To-do list.
1. Translate this sentence from the passage on jealousy in children into Spanish: "Reluctance to explore jealousy’s adaptive function in children is not entirely unwarranted."
2. Answer these questions from the passage on jealousy in children, labeling your answers (a), (b), and (c).
(a) Which charming features have evolutionary treatments of children tended to focus on?
(b) What hampers investigative attention to jealousy in children?
(c) How have researchers chosen to interpret children's negativity upon a sibling's birth?
3. For each statement, say yes or no depending on whether it agrees with the passage on jealousy in children, and quote the words from the passage that decide it.
(a) Jealousy is widely seen as a personality flaw.
(b) Behavioral expressions of jealousy are easy to tell apart from actions driven by other negative emotions.
(c) Naturalistic studies found that the usurpation which precipitates jealousy stands apart from other stressors.

Extract to read.
Evolutionary approaches have been applied toward explaining characteristics of children, including those that advance a child’s goal of garnering caregiver attention (Hrdy, 2014; Periss & Bjorklund, 2011; Tomasello, 2014; Tomasello, Carpenter, Call, Behne, & Moll, 2005). However, such treatments have tended to focus on charming features, such as physical attractiveness, smiling, and eye contact (Eibl-Eibesfeldt, 1970; Goldberg, 1977), rather than jealousy, an emotion that leads to advancing similar goals but at another child’s expense. The notion that jealousy, an emotion that is widely construed as a personality flaw, can be applied to children and placed in a positive light may be anathema to many in the field of developmental psychology, a group that has been criticized for its recalcitrance toward this line of thought (Hart, Carrington, Tronick, & Carroll, 2004; Hawley, Little, & Rodkin, 2007; Vaughn, Vollenweider, Bost, Azria-Evans, & Snider, 2003).
Reluctance to explore jealousy’s adaptive function in children is not entirely unwarranted. Investigative attention to jealousy in children is hampered by limitations in children’s use of language, and so researchers attempt to interpret behavioral expressions. However, behavioral expressions of jealousy are not easily distinguished from actions that are motivated by other negative emotions, especially when such emotions occur simultaneously (Pollet & Hoben, 2011). For example, jealousy has been implicated in child distress upon the birth of a sibling. Naturalistic studies found that usurpation which precipitates jealousy is interwoven with other stressors, including separation from mother during childbirth, changes in household routine, and reduced quality of parenting due to the physical and emotional demands of pregnancy and caring for a newborn infant. Faced with ambiguity, researchers have chosen to interpret children’s negativity upon a sibling’s birth as the outcome of environmental factors (Dunn, 1992), while dismissing the possible contribution of a child’s feelings of jealousy.

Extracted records
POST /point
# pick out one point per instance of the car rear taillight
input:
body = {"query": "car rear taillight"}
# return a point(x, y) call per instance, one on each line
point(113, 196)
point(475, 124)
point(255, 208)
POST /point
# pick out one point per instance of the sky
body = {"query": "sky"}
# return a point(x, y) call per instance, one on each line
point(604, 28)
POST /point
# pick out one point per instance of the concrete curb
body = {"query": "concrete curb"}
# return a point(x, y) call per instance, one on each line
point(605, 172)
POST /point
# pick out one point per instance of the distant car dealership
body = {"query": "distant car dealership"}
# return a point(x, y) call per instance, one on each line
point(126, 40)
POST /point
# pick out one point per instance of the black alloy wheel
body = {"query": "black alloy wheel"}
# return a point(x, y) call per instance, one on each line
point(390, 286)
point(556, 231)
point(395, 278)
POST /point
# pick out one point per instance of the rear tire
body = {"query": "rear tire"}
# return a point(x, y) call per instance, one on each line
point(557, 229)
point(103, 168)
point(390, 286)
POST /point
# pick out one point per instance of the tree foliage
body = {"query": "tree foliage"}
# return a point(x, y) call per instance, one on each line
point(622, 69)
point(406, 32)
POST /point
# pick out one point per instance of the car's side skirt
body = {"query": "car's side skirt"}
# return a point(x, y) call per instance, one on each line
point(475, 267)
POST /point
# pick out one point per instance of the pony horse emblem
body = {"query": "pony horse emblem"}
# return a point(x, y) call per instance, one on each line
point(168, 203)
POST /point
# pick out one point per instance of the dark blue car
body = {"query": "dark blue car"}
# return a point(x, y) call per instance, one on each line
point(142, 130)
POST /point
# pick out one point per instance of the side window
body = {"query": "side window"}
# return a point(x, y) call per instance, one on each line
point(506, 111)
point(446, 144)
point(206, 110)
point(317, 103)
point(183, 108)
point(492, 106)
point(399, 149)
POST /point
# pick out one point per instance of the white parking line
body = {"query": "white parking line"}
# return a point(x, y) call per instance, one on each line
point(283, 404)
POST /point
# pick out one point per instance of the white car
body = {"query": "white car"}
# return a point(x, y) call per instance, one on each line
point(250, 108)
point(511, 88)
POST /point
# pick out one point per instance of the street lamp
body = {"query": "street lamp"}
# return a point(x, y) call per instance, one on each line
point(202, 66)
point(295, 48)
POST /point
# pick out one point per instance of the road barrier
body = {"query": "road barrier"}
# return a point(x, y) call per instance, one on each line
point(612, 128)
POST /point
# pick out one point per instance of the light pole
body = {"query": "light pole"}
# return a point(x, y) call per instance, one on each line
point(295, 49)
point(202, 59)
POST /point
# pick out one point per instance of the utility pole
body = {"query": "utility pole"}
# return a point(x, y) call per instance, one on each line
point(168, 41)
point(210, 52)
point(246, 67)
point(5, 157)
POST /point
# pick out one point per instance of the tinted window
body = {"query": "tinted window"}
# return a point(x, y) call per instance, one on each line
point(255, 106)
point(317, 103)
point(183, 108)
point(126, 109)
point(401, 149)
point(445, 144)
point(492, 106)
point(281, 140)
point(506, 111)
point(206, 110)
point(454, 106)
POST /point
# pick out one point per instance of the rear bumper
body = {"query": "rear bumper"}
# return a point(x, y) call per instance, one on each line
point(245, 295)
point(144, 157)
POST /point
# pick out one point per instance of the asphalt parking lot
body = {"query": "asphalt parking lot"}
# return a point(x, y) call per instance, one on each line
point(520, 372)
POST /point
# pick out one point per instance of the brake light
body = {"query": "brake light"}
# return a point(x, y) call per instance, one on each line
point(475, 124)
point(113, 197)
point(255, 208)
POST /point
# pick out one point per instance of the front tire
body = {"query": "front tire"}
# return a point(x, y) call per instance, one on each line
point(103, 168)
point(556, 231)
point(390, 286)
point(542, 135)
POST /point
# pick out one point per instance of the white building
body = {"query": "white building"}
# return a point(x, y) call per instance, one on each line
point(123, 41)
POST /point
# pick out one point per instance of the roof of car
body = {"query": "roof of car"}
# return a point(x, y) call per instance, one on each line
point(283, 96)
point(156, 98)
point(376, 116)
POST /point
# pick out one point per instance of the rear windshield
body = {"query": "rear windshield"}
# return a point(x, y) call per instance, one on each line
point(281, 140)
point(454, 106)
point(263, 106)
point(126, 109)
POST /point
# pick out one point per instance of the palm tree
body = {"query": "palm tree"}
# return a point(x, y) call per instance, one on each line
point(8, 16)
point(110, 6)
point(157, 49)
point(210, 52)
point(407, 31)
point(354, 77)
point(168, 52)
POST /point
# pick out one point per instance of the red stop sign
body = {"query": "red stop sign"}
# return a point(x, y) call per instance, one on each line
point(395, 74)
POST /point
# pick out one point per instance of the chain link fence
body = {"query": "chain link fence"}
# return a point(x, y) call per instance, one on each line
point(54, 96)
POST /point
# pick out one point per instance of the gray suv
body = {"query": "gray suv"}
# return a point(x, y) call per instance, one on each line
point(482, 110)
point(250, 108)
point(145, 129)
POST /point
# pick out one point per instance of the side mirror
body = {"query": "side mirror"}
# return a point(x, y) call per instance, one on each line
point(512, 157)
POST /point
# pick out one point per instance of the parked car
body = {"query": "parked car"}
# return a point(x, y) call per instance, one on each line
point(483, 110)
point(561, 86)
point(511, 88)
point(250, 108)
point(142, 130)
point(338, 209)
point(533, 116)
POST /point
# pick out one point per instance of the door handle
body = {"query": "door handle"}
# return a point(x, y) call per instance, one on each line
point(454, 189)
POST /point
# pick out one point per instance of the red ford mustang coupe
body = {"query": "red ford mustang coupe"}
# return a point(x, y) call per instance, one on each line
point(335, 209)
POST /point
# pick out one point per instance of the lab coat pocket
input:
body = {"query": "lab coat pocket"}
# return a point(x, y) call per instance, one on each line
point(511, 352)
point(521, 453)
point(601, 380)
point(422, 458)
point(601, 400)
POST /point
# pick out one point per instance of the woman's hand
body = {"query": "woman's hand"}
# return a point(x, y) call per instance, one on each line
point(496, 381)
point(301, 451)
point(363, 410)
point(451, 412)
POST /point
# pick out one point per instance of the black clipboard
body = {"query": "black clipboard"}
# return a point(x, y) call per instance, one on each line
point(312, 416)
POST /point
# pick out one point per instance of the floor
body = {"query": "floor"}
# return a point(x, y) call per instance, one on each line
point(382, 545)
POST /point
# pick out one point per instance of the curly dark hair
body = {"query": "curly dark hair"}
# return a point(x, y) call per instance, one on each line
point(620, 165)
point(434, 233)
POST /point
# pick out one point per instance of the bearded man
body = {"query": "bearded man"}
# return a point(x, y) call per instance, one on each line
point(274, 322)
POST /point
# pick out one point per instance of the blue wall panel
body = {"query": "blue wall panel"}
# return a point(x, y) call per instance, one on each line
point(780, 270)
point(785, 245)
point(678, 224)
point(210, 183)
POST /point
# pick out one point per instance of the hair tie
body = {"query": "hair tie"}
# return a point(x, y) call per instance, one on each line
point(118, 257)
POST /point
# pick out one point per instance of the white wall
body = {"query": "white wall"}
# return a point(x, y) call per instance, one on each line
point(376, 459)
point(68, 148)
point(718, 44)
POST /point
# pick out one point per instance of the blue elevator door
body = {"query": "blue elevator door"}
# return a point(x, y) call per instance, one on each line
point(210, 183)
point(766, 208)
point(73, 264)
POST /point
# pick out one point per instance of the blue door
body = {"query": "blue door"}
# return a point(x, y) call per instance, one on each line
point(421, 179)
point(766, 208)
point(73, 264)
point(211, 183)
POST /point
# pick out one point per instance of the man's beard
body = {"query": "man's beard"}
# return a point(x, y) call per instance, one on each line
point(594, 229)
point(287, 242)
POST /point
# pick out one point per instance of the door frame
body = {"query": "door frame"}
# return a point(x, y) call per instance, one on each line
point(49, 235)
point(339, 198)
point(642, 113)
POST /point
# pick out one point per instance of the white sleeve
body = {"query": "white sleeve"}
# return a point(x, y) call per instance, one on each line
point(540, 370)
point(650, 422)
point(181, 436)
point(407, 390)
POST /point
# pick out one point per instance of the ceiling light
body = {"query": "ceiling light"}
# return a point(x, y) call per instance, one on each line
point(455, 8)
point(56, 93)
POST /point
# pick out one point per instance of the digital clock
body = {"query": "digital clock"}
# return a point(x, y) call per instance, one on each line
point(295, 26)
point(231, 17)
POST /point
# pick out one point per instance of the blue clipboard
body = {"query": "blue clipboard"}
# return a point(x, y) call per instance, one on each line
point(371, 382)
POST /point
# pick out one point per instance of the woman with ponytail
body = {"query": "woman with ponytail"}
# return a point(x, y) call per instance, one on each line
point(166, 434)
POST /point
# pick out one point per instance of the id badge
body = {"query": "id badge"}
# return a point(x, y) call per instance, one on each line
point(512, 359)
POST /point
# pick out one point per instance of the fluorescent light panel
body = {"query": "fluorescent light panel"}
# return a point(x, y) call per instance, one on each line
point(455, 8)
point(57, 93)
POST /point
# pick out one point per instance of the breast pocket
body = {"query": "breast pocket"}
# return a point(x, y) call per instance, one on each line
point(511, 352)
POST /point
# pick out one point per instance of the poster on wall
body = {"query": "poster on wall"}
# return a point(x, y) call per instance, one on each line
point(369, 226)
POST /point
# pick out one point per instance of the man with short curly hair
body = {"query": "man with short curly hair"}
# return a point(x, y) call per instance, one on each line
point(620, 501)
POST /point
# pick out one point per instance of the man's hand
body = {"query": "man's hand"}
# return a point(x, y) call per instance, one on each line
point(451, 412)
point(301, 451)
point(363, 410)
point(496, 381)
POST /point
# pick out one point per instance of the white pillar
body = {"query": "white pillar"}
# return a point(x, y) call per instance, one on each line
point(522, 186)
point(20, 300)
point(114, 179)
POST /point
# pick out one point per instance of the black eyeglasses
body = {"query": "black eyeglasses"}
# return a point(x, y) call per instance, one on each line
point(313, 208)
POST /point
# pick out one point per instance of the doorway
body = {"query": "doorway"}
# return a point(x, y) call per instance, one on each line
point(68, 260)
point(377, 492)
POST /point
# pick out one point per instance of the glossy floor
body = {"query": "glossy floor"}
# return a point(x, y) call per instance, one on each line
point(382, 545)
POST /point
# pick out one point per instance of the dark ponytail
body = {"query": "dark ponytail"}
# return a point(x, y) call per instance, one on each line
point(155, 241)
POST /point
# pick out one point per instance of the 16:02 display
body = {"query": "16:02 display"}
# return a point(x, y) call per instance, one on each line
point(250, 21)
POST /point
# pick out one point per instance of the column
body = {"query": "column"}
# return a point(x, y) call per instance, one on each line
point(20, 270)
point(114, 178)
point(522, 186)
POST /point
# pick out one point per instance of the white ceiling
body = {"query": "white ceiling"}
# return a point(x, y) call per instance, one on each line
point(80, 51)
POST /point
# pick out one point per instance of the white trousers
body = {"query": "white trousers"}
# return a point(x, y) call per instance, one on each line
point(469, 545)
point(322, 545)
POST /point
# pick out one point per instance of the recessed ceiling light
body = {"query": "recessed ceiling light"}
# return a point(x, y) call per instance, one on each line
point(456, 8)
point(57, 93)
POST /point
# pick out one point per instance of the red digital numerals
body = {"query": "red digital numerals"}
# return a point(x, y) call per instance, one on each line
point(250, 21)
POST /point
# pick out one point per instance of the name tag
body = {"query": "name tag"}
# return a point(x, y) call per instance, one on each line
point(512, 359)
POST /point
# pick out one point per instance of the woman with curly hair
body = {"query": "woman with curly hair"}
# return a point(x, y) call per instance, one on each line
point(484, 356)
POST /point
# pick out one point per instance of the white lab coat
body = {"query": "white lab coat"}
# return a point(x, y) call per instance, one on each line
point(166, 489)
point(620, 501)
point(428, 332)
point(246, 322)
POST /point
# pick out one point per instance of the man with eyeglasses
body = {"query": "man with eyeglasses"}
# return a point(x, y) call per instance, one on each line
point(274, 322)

Results of the tasks.
1. La reticencia a explorar la función adaptativa de los celos en los niños no está del todo injustificada.

2.
(a) Physical attractiveness, smiling, and eye contact.
(b) Limitations in children's use of language.
(c) As the outcome of environmental factors.

3.
(a) Yes: "an emotion that is widely construed as a personality flaw"
(b) No: "behavioral expressions of jealousy are not easily distinguished from actions that are motivated by other negative emotions"
(c) No: "usurpation which precipitates jealousy is interwoven with other stressors"